● **EXERCISE OBJECTIVE**:
Write out every line of the entries below as a JSON list of strings, one string per line, leaving out any blank lines.

● **ENTRIES**:

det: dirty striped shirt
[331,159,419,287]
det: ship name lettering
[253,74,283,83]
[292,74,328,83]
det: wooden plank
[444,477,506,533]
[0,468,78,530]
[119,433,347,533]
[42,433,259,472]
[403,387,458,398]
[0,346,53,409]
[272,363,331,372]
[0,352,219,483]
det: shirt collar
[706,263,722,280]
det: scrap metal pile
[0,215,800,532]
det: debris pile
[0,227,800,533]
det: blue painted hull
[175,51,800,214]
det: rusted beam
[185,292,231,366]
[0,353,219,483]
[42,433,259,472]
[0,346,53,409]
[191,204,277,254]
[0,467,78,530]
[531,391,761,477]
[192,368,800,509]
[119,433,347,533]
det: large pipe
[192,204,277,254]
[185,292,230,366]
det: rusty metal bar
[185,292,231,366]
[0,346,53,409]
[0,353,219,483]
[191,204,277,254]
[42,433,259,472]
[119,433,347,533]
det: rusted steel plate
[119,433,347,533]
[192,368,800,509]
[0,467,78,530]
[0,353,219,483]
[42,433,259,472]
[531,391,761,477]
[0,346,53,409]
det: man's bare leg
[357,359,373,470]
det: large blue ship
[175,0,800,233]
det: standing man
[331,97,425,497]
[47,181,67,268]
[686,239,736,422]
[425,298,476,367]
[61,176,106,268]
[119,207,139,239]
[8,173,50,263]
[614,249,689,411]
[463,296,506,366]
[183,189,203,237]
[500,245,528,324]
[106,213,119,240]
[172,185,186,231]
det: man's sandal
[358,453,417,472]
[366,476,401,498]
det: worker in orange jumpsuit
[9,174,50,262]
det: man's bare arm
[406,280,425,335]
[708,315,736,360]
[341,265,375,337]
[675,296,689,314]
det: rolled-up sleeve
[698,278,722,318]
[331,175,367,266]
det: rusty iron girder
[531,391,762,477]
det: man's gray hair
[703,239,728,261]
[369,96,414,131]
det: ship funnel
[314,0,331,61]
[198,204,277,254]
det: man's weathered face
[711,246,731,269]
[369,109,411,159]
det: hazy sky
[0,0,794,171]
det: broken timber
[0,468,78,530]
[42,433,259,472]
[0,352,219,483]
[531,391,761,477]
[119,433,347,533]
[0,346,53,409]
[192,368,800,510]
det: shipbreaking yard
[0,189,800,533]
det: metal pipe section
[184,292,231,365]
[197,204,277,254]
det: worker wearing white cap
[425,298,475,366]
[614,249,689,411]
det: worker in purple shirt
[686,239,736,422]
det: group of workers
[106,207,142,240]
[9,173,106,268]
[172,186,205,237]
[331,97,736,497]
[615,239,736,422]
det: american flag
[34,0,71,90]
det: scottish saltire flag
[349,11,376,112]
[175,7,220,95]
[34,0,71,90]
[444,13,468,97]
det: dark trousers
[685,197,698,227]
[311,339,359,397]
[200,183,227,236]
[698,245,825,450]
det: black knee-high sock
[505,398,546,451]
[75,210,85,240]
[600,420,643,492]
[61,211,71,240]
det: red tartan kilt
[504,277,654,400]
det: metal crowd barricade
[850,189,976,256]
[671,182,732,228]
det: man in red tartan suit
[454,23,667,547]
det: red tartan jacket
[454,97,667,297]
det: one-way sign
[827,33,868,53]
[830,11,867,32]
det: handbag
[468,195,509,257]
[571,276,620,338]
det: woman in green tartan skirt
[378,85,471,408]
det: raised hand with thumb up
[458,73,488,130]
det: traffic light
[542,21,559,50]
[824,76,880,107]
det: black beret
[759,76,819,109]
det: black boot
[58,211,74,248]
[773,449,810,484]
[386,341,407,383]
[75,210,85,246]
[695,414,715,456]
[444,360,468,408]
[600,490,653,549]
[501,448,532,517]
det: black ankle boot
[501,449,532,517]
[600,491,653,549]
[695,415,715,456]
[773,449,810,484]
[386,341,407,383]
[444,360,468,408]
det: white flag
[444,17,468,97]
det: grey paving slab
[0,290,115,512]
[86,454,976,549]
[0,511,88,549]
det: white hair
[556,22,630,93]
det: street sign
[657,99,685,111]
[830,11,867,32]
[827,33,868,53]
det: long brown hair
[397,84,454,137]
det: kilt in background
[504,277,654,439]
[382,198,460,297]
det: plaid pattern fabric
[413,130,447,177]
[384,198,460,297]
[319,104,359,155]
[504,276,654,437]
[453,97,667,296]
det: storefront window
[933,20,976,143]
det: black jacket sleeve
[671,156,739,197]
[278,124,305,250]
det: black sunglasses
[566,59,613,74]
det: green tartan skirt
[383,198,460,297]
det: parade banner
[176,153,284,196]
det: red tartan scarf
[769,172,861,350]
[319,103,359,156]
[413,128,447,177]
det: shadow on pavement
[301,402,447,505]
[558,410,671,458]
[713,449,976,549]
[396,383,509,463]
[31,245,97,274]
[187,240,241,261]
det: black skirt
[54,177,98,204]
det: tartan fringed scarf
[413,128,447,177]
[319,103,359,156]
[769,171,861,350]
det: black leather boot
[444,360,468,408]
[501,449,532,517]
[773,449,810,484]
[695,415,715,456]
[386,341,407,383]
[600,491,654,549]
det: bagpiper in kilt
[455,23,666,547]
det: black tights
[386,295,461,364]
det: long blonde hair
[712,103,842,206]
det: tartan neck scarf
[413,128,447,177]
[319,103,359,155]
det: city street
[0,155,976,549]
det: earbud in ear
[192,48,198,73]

● **RESULT**:
[
  "det: dirty striped shirt",
  "[331,159,419,287]",
  "det: ship name lettering",
  "[253,74,283,83]",
  "[292,74,328,83]",
  "det: wooden plank",
  "[444,477,506,533]",
  "[0,468,78,530]",
  "[119,433,347,533]",
  "[42,433,259,472]",
  "[403,387,458,398]",
  "[0,346,53,409]",
  "[272,363,331,372]",
  "[0,352,219,483]",
  "det: shirt collar",
  "[706,263,722,280]",
  "det: scrap metal pile",
  "[0,215,800,532]",
  "det: debris pile",
  "[0,227,800,533]",
  "det: blue painted hull",
  "[175,51,800,214]",
  "det: rusted beam",
  "[185,292,231,366]",
  "[0,353,219,483]",
  "[42,433,259,472]",
  "[0,346,53,409]",
  "[191,204,277,254]",
  "[0,467,78,530]",
  "[531,391,761,477]",
  "[192,368,800,509]",
  "[119,433,347,533]",
  "det: large pipe",
  "[192,204,277,254]",
  "[185,292,230,366]",
  "det: rusty metal bar",
  "[185,292,231,366]",
  "[0,346,53,409]",
  "[0,353,219,483]",
  "[191,204,277,254]",
  "[42,433,259,472]",
  "[119,433,347,533]",
  "det: rusted steel plate",
  "[119,433,347,533]",
  "[192,368,800,509]",
  "[0,467,78,530]",
  "[0,353,219,483]",
  "[42,433,259,472]",
  "[531,391,761,477]",
  "[0,346,53,409]",
  "det: man's bare leg",
  "[357,359,373,470]",
  "det: large blue ship",
  "[175,0,800,233]",
  "det: standing man",
  "[331,97,425,497]",
  "[47,181,67,268]",
  "[686,239,736,422]",
  "[425,298,476,367]",
  "[61,176,106,268]",
  "[119,207,139,239]",
  "[8,173,50,263]",
  "[614,249,689,411]",
  "[463,296,506,366]",
  "[183,189,203,237]",
  "[500,245,528,324]",
  "[106,213,119,240]",
  "[172,185,186,231]",
  "det: man's sandal",
  "[358,453,417,472]",
  "[366,476,401,498]",
  "det: worker in orange jumpsuit",
  "[9,174,50,262]",
  "det: man's bare arm",
  "[406,280,425,335]",
  "[708,315,736,360]",
  "[341,265,375,337]",
  "[675,296,689,314]",
  "det: rolled-up sleeve",
  "[698,278,722,318]",
  "[331,175,367,266]",
  "det: rusty iron girder",
  "[531,391,762,477]",
  "det: man's gray hair",
  "[703,239,728,261]",
  "[369,96,414,131]",
  "det: ship funnel",
  "[314,0,331,61]",
  "[198,204,277,254]",
  "det: man's weathered face",
  "[711,246,731,269]",
  "[369,109,411,159]",
  "det: hazy sky",
  "[0,0,794,171]",
  "det: broken timber",
  "[0,468,78,530]",
  "[42,433,259,472]",
  "[0,352,219,483]",
  "[531,391,761,477]",
  "[119,433,347,533]",
  "[0,346,53,409]",
  "[192,368,800,510]",
  "det: shipbreaking yard",
  "[0,189,800,533]",
  "det: metal pipe section",
  "[184,292,231,365]",
  "[197,204,277,254]",
  "det: worker wearing white cap",
  "[425,298,475,366]",
  "[614,249,689,411]",
  "det: worker in purple shirt",
  "[686,239,736,422]",
  "det: group of workers",
  "[106,207,142,240]",
  "[9,173,106,268]",
  "[172,186,205,237]",
  "[331,97,736,497]",
  "[615,239,736,422]",
  "det: american flag",
  "[34,0,71,90]",
  "det: scottish saltire flag",
  "[349,11,376,112]",
  "[175,7,220,95]",
  "[34,0,71,90]",
  "[444,13,468,97]",
  "det: dark trousers",
  "[685,197,698,227]",
  "[311,339,359,397]",
  "[200,183,227,236]",
  "[698,245,825,450]",
  "det: black knee-high sock",
  "[505,398,546,451]",
  "[75,210,85,240]",
  "[600,420,643,492]",
  "[61,211,71,240]",
  "det: red tartan kilt",
  "[504,277,654,400]",
  "det: metal crowd barricade",
  "[850,189,976,256]",
  "[671,182,732,228]",
  "det: man in red tartan suit",
  "[454,23,667,547]",
  "det: red tartan jacket",
  "[454,97,667,297]",
  "det: one-way sign",
  "[827,33,868,53]",
  "[830,11,867,32]",
  "det: handbag",
  "[468,195,509,257]",
  "[571,276,620,338]",
  "det: woman in green tartan skirt",
  "[378,85,471,408]",
  "det: raised hand with thumb up",
  "[458,73,488,130]",
  "det: traffic light",
  "[542,21,559,50]",
  "[824,76,880,107]",
  "det: black beret",
  "[759,76,819,109]",
  "det: black boot",
  "[58,211,74,248]",
  "[773,449,810,484]",
  "[386,341,407,383]",
  "[75,210,85,246]",
  "[695,414,715,456]",
  "[444,360,468,408]",
  "[600,490,653,549]",
  "[501,448,532,517]",
  "det: black ankle boot",
  "[501,449,532,517]",
  "[600,491,653,549]",
  "[695,415,715,456]",
  "[773,449,810,484]",
  "[386,341,407,383]",
  "[444,360,468,408]",
  "det: white flag",
  "[444,17,468,97]",
  "det: grey paving slab",
  "[0,290,115,512]",
  "[86,454,976,549]",
  "[0,511,88,549]",
  "det: white hair",
  "[556,22,630,93]",
  "det: street sign",
  "[657,99,685,111]",
  "[830,11,867,32]",
  "[827,33,868,53]",
  "det: long brown hair",
  "[397,84,454,137]",
  "det: kilt in background",
  "[504,277,654,439]",
  "[382,198,460,297]",
  "det: plaid pattern fabric",
  "[413,130,447,177]",
  "[384,198,460,297]",
  "[319,104,359,155]",
  "[504,276,654,437]",
  "[453,97,667,296]",
  "det: storefront window",
  "[933,20,976,143]",
  "det: black jacket sleeve",
  "[671,156,739,197]",
  "[278,124,305,250]",
  "det: black sunglasses",
  "[566,59,613,74]",
  "det: green tartan skirt",
  "[383,198,460,297]",
  "det: parade banner",
  "[176,153,284,196]",
  "det: red tartan scarf",
  "[769,172,861,350]",
  "[319,103,359,156]",
  "[413,128,447,177]",
  "det: shadow on pavement",
  "[301,402,447,505]",
  "[558,410,671,458]",
  "[713,449,976,549]",
  "[396,383,509,463]",
  "[31,245,97,274]",
  "[187,240,241,261]",
  "det: black skirt",
  "[54,177,98,204]",
  "det: tartan fringed scarf",
  "[413,128,447,177]",
  "[319,103,359,156]",
  "[769,171,861,350]",
  "det: black leather boot",
  "[444,360,468,408]",
  "[501,449,532,517]",
  "[773,449,810,484]",
  "[695,415,715,456]",
  "[386,341,407,383]",
  "[600,491,654,549]",
  "det: bagpiper in kilt",
  "[455,23,666,547]",
  "det: black tights",
  "[386,295,461,364]",
  "det: long blonde hair",
  "[712,103,842,206]",
  "det: tartan neck scarf",
  "[413,128,447,177]",
  "[319,103,359,155]",
  "det: city street",
  "[0,155,976,549]",
  "det: earbud in ear",
  "[192,48,198,73]"
]